▸ Task description
Reproduce verbatim the final portion of the material below, from the line containing "the bush, which" through its last line, and nothing else.

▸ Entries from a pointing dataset

━━━━━━━━━━━━━━━━━━━━

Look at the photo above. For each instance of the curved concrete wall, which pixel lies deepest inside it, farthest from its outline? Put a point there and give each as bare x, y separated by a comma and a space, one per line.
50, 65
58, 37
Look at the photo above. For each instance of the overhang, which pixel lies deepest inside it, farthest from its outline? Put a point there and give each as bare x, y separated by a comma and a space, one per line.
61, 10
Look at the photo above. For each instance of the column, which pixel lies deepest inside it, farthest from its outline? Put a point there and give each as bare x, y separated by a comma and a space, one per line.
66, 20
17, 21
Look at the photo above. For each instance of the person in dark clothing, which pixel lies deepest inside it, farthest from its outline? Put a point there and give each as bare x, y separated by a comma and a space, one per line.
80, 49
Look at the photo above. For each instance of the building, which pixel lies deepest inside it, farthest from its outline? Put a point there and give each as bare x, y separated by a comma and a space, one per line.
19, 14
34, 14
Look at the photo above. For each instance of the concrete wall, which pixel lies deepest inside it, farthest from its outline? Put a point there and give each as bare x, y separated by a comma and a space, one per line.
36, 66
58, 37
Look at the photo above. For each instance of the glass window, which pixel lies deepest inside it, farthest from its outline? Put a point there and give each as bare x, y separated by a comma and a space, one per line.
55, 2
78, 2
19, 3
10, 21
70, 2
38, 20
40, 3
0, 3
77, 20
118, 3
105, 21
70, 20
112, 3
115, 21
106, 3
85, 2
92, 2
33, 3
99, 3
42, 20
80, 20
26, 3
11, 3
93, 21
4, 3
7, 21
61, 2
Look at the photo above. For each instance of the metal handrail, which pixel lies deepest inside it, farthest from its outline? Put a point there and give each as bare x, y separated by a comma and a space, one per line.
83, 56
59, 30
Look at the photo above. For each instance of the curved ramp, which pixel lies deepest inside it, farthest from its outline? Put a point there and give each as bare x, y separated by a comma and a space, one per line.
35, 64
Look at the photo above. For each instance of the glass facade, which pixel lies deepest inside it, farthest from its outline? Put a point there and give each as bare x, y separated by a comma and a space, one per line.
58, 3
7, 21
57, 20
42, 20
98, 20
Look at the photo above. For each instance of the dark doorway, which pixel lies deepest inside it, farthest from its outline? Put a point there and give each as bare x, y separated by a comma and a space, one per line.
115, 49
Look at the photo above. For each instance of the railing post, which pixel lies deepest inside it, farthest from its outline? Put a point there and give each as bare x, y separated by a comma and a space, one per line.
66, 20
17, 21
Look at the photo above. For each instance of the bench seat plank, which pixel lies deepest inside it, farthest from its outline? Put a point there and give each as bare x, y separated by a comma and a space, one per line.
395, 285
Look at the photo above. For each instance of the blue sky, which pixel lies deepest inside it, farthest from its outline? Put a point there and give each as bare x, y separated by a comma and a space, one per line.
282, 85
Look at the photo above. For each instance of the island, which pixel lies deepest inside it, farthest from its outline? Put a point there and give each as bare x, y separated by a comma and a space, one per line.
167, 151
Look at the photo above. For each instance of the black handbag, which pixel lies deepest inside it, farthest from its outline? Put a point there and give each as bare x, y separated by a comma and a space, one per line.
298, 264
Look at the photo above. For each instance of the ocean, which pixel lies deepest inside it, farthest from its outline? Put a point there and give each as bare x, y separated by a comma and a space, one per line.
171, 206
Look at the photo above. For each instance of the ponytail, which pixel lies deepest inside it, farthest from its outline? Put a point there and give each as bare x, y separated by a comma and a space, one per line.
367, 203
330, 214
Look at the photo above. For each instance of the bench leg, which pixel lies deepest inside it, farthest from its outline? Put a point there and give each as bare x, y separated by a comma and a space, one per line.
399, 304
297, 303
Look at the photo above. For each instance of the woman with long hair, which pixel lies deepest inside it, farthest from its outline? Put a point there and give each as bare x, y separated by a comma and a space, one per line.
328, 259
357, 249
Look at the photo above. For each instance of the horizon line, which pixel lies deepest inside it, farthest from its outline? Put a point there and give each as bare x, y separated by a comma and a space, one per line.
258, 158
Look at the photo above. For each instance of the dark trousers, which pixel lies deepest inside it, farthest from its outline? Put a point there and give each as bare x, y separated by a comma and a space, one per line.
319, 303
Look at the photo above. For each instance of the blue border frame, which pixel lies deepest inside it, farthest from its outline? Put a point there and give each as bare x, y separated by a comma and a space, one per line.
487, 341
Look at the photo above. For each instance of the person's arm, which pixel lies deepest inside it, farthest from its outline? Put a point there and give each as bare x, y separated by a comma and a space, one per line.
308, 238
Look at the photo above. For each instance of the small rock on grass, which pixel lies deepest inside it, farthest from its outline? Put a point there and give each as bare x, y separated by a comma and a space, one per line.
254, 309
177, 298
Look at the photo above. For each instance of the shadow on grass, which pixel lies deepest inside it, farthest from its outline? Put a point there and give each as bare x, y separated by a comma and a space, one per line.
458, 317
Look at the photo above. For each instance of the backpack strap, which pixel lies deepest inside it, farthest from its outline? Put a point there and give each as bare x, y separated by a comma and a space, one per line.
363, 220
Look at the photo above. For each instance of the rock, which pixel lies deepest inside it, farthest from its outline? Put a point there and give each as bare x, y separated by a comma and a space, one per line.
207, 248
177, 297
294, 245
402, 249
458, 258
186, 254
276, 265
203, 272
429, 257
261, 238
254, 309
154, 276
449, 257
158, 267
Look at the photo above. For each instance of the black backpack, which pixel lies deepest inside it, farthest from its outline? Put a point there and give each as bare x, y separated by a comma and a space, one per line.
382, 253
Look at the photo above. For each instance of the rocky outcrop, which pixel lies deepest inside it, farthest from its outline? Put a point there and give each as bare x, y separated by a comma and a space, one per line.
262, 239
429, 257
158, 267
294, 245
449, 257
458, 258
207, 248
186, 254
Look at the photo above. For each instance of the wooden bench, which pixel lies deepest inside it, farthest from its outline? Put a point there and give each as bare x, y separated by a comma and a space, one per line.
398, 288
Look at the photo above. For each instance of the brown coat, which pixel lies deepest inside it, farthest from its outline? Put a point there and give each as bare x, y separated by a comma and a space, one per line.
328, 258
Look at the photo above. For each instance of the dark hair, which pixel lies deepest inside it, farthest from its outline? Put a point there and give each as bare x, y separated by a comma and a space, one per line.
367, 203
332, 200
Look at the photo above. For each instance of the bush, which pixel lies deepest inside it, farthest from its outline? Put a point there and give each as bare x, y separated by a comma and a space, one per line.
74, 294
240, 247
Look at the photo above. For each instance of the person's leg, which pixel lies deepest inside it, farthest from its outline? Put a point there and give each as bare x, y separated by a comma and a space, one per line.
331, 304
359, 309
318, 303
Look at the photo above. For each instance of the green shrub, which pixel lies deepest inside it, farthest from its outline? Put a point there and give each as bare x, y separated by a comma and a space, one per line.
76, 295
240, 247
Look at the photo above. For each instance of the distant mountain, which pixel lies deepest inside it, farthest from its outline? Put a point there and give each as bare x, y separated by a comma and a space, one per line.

━━━━━━━━━━━━━━━━━━━━

▸ Solution
Look at the photo above. For each instance of the bush, which pixel lies deepest inside it, farthest from its outline? Put a point there and give each as bare x, y separated by a comma and a space, one per line.
74, 294
240, 247
Look at the photo above. For each instance of the person's leg, which pixel lies deepest inside it, farthest from its outline? Put a point there and give each as bare x, y separated by a comma and a space, one per line.
331, 304
359, 309
318, 303
Look at the photo above. For each instance of the green shrub, which pixel lies deepest inside it, farthest from its outline? Put a point there and give each as bare x, y separated by a comma and a space, one per line.
76, 295
240, 247
Look at the photo above. For each instance of the distant mountain, which pixel lies deepest inside it, farthest from its outline? Put a point there and give each as bare x, y separated by a comma and a space, one per line.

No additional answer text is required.